## The task
Repeat these records line for line, with no changes.

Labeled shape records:
------------------------------------

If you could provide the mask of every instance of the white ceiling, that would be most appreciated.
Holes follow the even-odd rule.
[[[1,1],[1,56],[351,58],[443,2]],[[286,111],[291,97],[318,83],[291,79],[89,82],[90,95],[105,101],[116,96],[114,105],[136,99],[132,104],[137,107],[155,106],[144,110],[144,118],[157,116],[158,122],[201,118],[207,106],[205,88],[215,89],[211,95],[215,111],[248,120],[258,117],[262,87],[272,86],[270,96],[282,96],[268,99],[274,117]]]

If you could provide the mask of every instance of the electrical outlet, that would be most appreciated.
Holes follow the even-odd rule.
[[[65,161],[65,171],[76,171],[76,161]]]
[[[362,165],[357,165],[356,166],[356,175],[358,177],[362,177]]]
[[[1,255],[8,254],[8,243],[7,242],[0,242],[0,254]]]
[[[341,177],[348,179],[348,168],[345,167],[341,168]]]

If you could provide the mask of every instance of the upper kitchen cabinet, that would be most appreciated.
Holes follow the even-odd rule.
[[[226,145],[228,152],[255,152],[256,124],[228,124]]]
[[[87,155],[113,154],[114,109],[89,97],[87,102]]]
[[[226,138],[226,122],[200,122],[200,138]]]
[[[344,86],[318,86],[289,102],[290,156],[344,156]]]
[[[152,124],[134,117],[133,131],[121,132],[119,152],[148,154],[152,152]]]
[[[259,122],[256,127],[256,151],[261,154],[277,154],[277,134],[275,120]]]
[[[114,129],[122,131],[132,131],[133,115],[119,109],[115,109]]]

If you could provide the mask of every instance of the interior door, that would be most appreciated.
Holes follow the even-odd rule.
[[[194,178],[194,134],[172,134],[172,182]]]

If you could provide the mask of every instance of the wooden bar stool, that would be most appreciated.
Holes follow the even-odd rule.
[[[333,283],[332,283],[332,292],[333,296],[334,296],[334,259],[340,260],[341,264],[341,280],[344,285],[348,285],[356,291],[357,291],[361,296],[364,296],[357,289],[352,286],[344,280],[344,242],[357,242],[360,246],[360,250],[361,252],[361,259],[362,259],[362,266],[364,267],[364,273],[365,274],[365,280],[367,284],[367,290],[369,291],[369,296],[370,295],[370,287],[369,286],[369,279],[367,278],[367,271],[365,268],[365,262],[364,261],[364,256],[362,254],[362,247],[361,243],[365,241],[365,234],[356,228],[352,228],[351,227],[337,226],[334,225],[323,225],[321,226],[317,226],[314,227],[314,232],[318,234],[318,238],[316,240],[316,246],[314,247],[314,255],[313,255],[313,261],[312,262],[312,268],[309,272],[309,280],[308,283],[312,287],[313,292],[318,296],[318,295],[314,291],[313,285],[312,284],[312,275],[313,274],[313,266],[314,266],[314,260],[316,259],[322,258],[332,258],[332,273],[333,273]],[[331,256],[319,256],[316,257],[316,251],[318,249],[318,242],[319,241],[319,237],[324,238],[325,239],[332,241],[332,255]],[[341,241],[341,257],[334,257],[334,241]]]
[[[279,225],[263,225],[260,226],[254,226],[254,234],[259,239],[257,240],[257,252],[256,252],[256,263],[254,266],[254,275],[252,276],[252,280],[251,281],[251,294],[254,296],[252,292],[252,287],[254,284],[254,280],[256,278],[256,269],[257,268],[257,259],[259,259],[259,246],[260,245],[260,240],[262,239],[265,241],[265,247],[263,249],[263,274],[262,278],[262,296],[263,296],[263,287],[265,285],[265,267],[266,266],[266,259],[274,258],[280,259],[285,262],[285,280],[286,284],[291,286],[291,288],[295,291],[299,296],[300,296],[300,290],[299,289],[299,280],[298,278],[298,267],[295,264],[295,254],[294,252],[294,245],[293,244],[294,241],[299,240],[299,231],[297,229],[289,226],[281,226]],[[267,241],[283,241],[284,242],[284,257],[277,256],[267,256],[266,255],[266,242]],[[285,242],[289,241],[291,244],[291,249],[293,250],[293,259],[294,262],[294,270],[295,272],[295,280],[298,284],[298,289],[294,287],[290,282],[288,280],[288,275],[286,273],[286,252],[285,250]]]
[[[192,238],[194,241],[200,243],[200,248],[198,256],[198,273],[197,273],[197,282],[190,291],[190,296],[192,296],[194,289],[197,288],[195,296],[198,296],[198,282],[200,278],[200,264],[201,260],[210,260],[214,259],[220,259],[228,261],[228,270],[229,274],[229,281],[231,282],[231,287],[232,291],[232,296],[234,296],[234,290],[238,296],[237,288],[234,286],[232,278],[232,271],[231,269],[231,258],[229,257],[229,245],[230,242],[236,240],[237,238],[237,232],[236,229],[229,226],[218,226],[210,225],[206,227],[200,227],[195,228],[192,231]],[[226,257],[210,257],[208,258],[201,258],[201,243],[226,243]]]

------------------------------------

## Result for this exercise
If you could provide the mask of every instance of the white ceiling, that would be most appreciated.
Holes follow the even-odd rule.
[[[1,1],[1,56],[351,58],[443,2]],[[286,111],[291,97],[318,83],[291,79],[89,82],[90,95],[105,101],[116,96],[114,105],[136,99],[132,104],[137,107],[155,106],[144,110],[144,118],[157,116],[158,122],[201,118],[207,106],[205,88],[215,89],[211,95],[215,111],[248,120],[258,117],[262,87],[272,86],[270,96],[282,96],[268,99],[274,117]]]

If you could provide the mask of every instance of the electrical outlet, that would be most appreciated.
Holes follow the even-odd rule.
[[[65,161],[65,171],[76,171],[76,161]]]
[[[362,165],[357,165],[356,166],[356,175],[358,177],[362,177]]]
[[[1,255],[8,254],[8,243],[7,242],[0,242],[0,254]]]
[[[341,177],[348,179],[348,168],[345,167],[341,168]]]

If you could provide the mask of every instance of the upper kitchen cabinet, that would be most appreciated.
Holes follow the even-odd rule.
[[[226,145],[228,152],[255,152],[256,124],[228,124]]]
[[[87,155],[113,154],[114,109],[89,97],[87,102]]]
[[[226,138],[226,122],[200,122],[200,138]]]
[[[344,86],[318,86],[289,102],[290,156],[344,156]]]
[[[152,124],[134,117],[133,131],[121,132],[119,152],[148,154],[152,152]]]
[[[259,122],[256,127],[256,151],[261,154],[277,154],[277,134],[275,120]]]
[[[114,129],[122,131],[132,131],[133,115],[119,109],[115,109]]]

If you could provide the mask of every instance of the interior door, that would be most appreciated.
Holes follow the even-odd rule.
[[[194,178],[194,134],[172,134],[172,182]]]

If you could provide the mask of every instance of the wooden bar stool, that would be most appreciated.
Holes follow the even-odd rule.
[[[333,283],[332,283],[332,292],[333,296],[334,296],[334,259],[340,260],[341,264],[341,280],[344,285],[348,285],[356,291],[357,291],[361,296],[364,296],[357,289],[352,286],[344,280],[344,242],[357,242],[360,246],[360,250],[361,252],[361,259],[362,259],[362,266],[364,267],[364,273],[365,274],[365,280],[367,284],[367,290],[369,291],[369,296],[370,295],[370,287],[369,286],[369,279],[367,278],[367,271],[365,268],[365,262],[364,261],[364,256],[362,254],[362,247],[361,243],[365,241],[365,234],[356,228],[352,228],[351,227],[337,226],[334,225],[323,225],[321,226],[317,226],[314,227],[314,232],[318,234],[318,238],[316,240],[316,246],[314,247],[314,255],[313,255],[313,261],[312,262],[312,268],[309,272],[309,280],[308,283],[312,287],[313,292],[318,296],[318,295],[314,291],[313,285],[312,284],[312,275],[313,274],[313,266],[314,266],[314,260],[316,259],[322,258],[332,258],[332,273],[333,273]],[[331,256],[319,256],[316,257],[316,251],[318,249],[318,242],[319,241],[319,237],[324,238],[325,239],[332,241],[332,255]],[[341,241],[341,257],[334,257],[334,241]]]
[[[279,225],[263,225],[260,226],[254,226],[254,234],[259,239],[257,240],[257,252],[256,252],[256,263],[254,266],[254,275],[252,276],[252,280],[251,281],[251,294],[254,296],[252,292],[252,287],[254,284],[254,280],[256,278],[256,269],[257,268],[257,259],[259,259],[259,246],[260,245],[260,240],[262,239],[265,241],[265,247],[263,249],[263,274],[262,278],[262,296],[263,296],[263,287],[265,285],[265,267],[266,266],[266,259],[274,258],[280,259],[285,262],[285,280],[286,284],[291,286],[291,288],[295,291],[299,296],[300,296],[300,290],[299,289],[299,280],[298,278],[298,267],[295,264],[295,254],[294,252],[294,245],[293,244],[294,241],[299,240],[299,231],[297,229],[289,226],[281,226]],[[267,241],[283,241],[284,242],[284,257],[277,256],[267,256],[266,255],[266,242]],[[285,242],[289,241],[291,244],[291,249],[293,250],[293,259],[294,262],[294,270],[295,272],[295,280],[298,284],[298,289],[294,287],[290,282],[288,280],[288,275],[286,273],[286,252],[285,250]]]
[[[192,238],[194,241],[200,243],[200,248],[198,256],[198,273],[197,273],[197,282],[190,291],[190,296],[192,296],[194,289],[197,288],[195,296],[198,296],[198,282],[200,278],[200,264],[201,260],[210,260],[214,259],[220,259],[228,261],[228,270],[229,274],[229,281],[231,282],[231,287],[232,291],[232,296],[234,296],[234,290],[238,296],[237,288],[234,286],[232,278],[232,271],[231,269],[231,258],[229,257],[229,245],[230,242],[236,240],[237,238],[237,232],[236,229],[229,226],[218,226],[210,225],[206,227],[200,227],[195,228],[192,231]],[[226,257],[210,257],[208,258],[201,258],[201,243],[226,243]]]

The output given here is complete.